------ SUPPLIED RECORDS ------

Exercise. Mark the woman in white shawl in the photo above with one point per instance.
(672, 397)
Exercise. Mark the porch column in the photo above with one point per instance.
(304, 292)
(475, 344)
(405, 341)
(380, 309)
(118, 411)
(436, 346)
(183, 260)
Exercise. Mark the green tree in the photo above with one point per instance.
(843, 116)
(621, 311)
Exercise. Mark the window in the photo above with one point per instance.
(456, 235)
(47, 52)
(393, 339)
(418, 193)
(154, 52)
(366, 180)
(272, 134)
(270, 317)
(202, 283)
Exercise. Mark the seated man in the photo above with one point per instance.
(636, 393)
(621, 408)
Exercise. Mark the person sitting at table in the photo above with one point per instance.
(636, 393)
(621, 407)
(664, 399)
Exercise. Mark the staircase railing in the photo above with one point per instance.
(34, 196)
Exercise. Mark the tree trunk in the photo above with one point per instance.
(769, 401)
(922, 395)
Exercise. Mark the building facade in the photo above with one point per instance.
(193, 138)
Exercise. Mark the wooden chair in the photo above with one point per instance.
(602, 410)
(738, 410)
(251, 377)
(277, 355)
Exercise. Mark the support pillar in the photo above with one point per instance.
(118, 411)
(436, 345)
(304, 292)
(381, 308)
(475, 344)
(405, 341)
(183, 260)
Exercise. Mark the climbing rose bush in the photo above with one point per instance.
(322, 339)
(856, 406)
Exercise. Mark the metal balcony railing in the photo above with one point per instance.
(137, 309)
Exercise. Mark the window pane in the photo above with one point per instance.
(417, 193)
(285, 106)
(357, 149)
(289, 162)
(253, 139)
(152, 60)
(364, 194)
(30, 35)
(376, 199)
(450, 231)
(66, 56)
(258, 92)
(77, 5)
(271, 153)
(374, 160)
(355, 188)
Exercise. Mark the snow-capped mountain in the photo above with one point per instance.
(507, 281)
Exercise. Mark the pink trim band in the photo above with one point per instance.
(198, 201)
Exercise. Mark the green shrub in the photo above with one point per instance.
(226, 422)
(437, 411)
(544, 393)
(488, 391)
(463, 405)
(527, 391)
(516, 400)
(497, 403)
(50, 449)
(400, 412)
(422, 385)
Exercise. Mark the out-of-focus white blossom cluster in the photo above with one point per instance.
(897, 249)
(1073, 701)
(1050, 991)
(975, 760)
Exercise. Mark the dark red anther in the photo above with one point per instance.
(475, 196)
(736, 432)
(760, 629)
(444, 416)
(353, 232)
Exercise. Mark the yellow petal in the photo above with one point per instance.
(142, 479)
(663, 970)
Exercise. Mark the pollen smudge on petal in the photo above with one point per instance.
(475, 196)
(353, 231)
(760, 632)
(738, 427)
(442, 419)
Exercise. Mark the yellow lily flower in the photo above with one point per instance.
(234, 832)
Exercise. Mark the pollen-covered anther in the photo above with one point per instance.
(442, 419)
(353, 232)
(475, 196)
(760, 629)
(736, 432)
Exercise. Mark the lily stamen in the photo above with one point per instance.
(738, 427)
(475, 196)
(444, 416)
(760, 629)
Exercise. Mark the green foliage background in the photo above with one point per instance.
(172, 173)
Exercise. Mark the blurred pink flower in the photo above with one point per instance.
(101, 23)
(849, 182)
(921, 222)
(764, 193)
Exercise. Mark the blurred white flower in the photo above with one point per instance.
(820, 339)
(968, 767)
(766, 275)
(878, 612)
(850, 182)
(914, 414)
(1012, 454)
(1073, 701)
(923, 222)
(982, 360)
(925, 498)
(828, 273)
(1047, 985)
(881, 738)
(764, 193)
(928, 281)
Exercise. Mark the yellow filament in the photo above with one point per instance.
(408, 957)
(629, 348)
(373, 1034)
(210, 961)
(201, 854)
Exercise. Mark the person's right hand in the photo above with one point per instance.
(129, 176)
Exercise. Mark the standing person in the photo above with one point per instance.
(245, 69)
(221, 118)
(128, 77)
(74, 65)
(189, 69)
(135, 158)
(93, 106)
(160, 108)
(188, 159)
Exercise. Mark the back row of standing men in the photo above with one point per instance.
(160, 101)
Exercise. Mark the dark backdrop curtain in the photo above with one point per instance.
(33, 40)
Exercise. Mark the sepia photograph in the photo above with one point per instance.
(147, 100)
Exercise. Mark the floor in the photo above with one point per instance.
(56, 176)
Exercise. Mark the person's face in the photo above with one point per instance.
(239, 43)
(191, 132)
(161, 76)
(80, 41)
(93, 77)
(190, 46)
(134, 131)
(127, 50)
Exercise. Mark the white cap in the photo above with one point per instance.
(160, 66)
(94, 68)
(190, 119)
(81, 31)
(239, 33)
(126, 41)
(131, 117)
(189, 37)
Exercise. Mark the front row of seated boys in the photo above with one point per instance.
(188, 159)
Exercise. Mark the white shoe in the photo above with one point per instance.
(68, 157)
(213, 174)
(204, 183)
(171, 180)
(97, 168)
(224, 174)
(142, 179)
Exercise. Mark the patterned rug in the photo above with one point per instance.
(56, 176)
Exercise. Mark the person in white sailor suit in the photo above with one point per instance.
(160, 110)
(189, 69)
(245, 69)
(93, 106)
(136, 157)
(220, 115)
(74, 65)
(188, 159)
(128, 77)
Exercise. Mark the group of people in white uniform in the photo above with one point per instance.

------

PROBLEM |
Give all of the entries again, word for word.

ANSWER TO THIS PROBLEM |
Exercise. Mark the woman in white shawl in the photo above with one point per instance.
(672, 397)
Exercise. Mark the porch column in the photo above with one point per instance.
(304, 292)
(475, 344)
(405, 341)
(380, 309)
(118, 411)
(436, 346)
(183, 260)
Exercise. Mark the green tree in the photo above with one point per instance.
(843, 116)
(621, 311)
Exercise. Mark the window in the photo above with one point per instance.
(456, 235)
(47, 52)
(393, 339)
(418, 193)
(154, 52)
(366, 180)
(272, 134)
(270, 317)
(202, 283)
Exercise. Mark the seated man in the photo above with one point per instance.
(636, 393)
(621, 408)
Exercise. Mark the person sitting at table in the photo above with one point per instance.
(636, 393)
(621, 407)
(664, 399)
Exercise. Mark the staircase railing in the photo above with one point per instance.
(34, 196)
Exercise. Mark the tree trunk in the photo above with one point per instance.
(769, 401)
(922, 395)
Exercise. Mark the building facade in the photo above with one point per instance.
(193, 138)
Exercise. Mark the wooden chair in the photo above with one point per instance.
(602, 410)
(738, 410)
(251, 377)
(277, 355)
Exercise. Mark the support pillar in the photo above with one point per instance.
(118, 411)
(436, 345)
(304, 292)
(381, 308)
(475, 344)
(405, 341)
(183, 260)
Exercise. Mark the climbing rose bush in the photo above with one point per instance.
(322, 339)
(856, 406)
Exercise. Mark the metal balcony railing in the photo above with one point per instance.
(137, 309)
Exercise. Mark the window pane in the photo above with one point per instance.
(417, 193)
(285, 106)
(357, 149)
(289, 162)
(253, 139)
(152, 60)
(364, 194)
(30, 35)
(376, 199)
(450, 231)
(66, 56)
(258, 92)
(77, 5)
(271, 153)
(374, 160)
(355, 188)
Exercise. Mark the snow-capped mountain in the photo above with one point per instance.
(507, 281)
Exercise. Mark the pink trim band in the photo above with one point per instance.
(198, 201)
Exercise. Mark the green shrub in the photo above with one point per instance.
(226, 422)
(437, 411)
(544, 393)
(488, 391)
(463, 405)
(527, 391)
(516, 400)
(497, 403)
(50, 449)
(400, 412)
(422, 385)
Exercise. Mark the out-of-focus white blossom cluster in the photo above with one point per instance.
(897, 249)
(1073, 701)
(1050, 991)
(975, 760)
Exercise. Mark the dark red anther in the photo above with one point per instance.
(475, 196)
(736, 432)
(760, 629)
(444, 416)
(353, 232)
Exercise. Mark the yellow petal in the photo above with one point per instance.
(142, 479)
(663, 970)
Exercise. Mark the pollen smudge on petal in the photo above with one point per instance.
(475, 196)
(353, 231)
(760, 632)
(738, 427)
(442, 419)
Exercise. Mark the yellow lily flower in the photo above with one point per instance.
(234, 832)
Exercise. Mark the pollen-covered anther in the photo above with one point per instance.
(442, 419)
(353, 232)
(475, 196)
(760, 629)
(736, 432)
Exercise. Mark the lily stamen in the photo above with one point per instance.
(738, 427)
(475, 196)
(444, 416)
(760, 629)
Exercise. Mark the green foliage background in the photo above with one point per instance.
(172, 173)
Exercise. Mark the blurred pink flower in the photo above with one point per instance.
(101, 23)
(849, 182)
(921, 222)
(764, 193)
Exercise. Mark the blurred white flower in the photo above with one point per instance.
(820, 339)
(968, 767)
(766, 275)
(878, 612)
(850, 182)
(914, 414)
(1012, 454)
(1073, 701)
(923, 222)
(982, 360)
(925, 498)
(828, 273)
(1047, 985)
(881, 738)
(764, 193)
(928, 281)
Exercise. Mark the yellow filament in the photo above with one point per instance.
(408, 957)
(629, 348)
(373, 1034)
(210, 961)
(201, 854)
Exercise. Mark the person's right hand in the photo above with one point per instance.
(129, 176)
Exercise. Mark the standing person in the photo above with one point per instance.
(245, 69)
(221, 118)
(128, 77)
(74, 65)
(189, 69)
(135, 158)
(93, 106)
(160, 108)
(188, 159)
Exercise. Mark the back row of standing men in the photo above with one point per instance.
(160, 101)
Exercise. Mark the dark backdrop curtain in the photo above with one point per instance.
(33, 40)
Exercise. Mark the sepia photograph in the photo above with one point per instance.
(147, 100)
Exercise. Mark the floor in the photo above with one point per instance.
(56, 176)
Exercise. Mark the person's face in the photo above with one point per instance.
(239, 43)
(191, 132)
(161, 76)
(80, 41)
(93, 77)
(190, 46)
(134, 131)
(127, 50)
Exercise. Mark the white cap in the photo above with one point per instance.
(160, 66)
(94, 68)
(190, 119)
(81, 31)
(239, 33)
(126, 41)
(131, 117)
(189, 37)
Exercise. Mark the front row of seated boys in the photo above with one point per instance.
(188, 159)
Exercise. Mark the white shoe in the photo above with one point per instance.
(68, 157)
(213, 174)
(204, 183)
(171, 180)
(97, 168)
(224, 174)
(142, 179)
Exercise. Mark the patterned rug in the photo above with one point per instance.
(56, 176)
Exercise. Mark the person in white sailor suit in the photo above with one point per instance.
(160, 110)
(189, 69)
(245, 69)
(93, 106)
(136, 157)
(220, 115)
(74, 65)
(188, 159)
(128, 77)
Exercise. Mark the group of people in white uniform in the photo above with one point per instance.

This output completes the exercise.